Jusqu’où aller par amour du sport ?

Jusqu’où aller par amour du sport ?

Amayelle Forestal avait seulement 11 ans lorsqu’elle a quitté, en août 2022, la campagne de Landrais, à une trentaine de kilomètres de La Rochelle, et son club de gymnastique rythmique et sportive (GRS), Vis ton rêve de sportif, pour le pôle espoir d’Orléans afin de vivre sa passion au plus haut niveau. Une décision prise avec sa coach Karine Sivadier – qui avait déjà vécu cette aventure avec sa propre fille – et ses parents Noémie et Slimen Forestal, qui ont tout fait pour l’accompagner dans cette aventure.

« On ne veut pas en faire une championne, on veut qu’elle s’épanouisse. Et si elle devient championne, tant mieux »

Un samedi matin pendant les vacances scolaires d’hiver. Karine Sivadier, Amayelle et Slimen Forestal arrivent ensemble à l’hôtel Maisons du monde de la rue Saint-Jean-du-Pérot à La Rochelle. Une complicité se dégage du trio. Tous les trois, à différents niveaux, sont engagés dans la même aventure. Celle qui emmènera la jeune gymnaste de 11 ans le plus loin possible dans sa passion et dans l’accomplissement de ses rêves.

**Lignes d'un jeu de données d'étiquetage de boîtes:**
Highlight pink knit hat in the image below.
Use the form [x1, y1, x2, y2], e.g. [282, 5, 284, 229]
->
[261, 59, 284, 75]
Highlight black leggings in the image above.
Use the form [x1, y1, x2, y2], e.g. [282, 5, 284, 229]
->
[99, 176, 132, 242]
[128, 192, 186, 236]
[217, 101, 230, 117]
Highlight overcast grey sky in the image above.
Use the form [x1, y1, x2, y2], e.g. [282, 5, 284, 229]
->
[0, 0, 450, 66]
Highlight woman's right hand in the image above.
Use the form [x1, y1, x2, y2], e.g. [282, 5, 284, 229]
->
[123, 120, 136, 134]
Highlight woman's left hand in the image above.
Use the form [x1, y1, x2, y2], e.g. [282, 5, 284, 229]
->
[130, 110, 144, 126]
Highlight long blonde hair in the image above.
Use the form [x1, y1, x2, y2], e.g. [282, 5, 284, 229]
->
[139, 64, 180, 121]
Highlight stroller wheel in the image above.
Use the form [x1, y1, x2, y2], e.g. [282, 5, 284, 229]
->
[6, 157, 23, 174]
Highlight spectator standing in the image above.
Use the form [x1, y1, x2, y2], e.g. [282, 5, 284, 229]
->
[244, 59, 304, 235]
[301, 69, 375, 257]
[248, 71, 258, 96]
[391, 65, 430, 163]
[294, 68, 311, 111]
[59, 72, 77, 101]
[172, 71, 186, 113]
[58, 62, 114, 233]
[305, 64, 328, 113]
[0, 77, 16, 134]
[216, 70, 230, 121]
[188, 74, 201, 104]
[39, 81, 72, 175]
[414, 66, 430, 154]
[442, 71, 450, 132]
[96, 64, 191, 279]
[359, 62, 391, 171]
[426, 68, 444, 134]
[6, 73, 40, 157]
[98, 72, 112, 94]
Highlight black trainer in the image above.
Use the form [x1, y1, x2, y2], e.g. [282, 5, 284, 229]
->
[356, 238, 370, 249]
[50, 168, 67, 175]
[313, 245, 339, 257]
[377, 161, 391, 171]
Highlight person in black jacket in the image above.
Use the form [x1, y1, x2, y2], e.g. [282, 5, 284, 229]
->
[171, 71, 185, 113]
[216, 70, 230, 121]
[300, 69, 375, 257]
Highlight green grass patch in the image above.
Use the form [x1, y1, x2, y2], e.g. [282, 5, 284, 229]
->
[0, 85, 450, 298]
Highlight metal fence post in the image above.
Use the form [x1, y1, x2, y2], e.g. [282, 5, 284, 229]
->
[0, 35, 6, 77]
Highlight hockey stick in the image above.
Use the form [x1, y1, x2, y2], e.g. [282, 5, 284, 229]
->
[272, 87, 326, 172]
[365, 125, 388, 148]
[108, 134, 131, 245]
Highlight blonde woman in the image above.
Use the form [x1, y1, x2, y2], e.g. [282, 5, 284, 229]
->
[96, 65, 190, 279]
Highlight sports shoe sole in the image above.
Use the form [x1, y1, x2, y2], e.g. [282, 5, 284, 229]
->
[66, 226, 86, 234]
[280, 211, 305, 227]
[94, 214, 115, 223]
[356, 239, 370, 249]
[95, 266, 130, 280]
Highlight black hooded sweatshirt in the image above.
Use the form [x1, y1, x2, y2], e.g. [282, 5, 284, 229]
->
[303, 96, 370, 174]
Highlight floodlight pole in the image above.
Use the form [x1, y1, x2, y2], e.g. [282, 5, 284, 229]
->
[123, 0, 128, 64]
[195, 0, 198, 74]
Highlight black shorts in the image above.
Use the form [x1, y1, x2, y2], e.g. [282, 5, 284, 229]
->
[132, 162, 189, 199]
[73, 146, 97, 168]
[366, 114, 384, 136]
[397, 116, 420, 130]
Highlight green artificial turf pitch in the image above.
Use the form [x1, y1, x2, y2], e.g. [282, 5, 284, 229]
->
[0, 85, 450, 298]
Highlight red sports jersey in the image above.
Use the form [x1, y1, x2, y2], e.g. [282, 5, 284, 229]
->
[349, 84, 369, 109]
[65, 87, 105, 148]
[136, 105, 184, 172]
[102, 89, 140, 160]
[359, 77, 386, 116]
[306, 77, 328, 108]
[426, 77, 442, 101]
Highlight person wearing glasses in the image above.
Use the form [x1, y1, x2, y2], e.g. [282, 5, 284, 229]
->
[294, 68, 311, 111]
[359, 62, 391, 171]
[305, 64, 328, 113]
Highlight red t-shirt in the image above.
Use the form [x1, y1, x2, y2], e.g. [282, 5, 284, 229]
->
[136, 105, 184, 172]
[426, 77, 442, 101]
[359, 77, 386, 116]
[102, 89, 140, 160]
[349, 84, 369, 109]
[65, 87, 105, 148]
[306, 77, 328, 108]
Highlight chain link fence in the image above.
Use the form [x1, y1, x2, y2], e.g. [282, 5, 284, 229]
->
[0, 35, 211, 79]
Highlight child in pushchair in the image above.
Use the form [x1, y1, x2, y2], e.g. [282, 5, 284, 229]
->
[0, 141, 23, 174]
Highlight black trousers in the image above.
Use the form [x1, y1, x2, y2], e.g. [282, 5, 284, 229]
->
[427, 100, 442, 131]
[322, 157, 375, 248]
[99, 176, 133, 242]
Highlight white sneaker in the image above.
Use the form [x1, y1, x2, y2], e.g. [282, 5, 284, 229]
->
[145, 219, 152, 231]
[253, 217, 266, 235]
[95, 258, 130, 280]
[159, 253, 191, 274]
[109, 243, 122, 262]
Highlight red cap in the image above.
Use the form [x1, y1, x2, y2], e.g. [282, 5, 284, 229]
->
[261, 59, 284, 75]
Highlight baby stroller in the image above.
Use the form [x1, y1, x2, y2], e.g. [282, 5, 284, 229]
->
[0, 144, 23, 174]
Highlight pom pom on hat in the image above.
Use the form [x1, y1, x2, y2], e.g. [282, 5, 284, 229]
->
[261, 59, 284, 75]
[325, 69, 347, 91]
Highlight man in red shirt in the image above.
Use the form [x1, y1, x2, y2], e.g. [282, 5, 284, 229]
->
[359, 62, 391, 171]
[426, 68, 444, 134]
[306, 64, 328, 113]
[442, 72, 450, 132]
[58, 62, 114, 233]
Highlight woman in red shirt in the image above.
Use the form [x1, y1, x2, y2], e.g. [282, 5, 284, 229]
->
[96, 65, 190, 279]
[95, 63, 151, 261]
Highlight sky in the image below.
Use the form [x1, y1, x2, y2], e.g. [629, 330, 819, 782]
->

**Consigne:**
Répondez à ces questions sur le texte consacré à la jeune gymnaste :
1. Quel âge avait Amayelle Forestal quand elle a quitté Landrais ?
2. Quel est le nom de son club de gymnastique rythmique et sportive ?
3. Dans quel hôtel de La Rochelle le trio arrive-t-il un samedi matin ?

**Réponse:**
1. Elle avait 11 ans.
2. Son club s'appelle Vis ton rêve de sportif.
3. Le trio arrive à l'hôtel Maisons du monde, rue Saint-Jean-du-Pérot.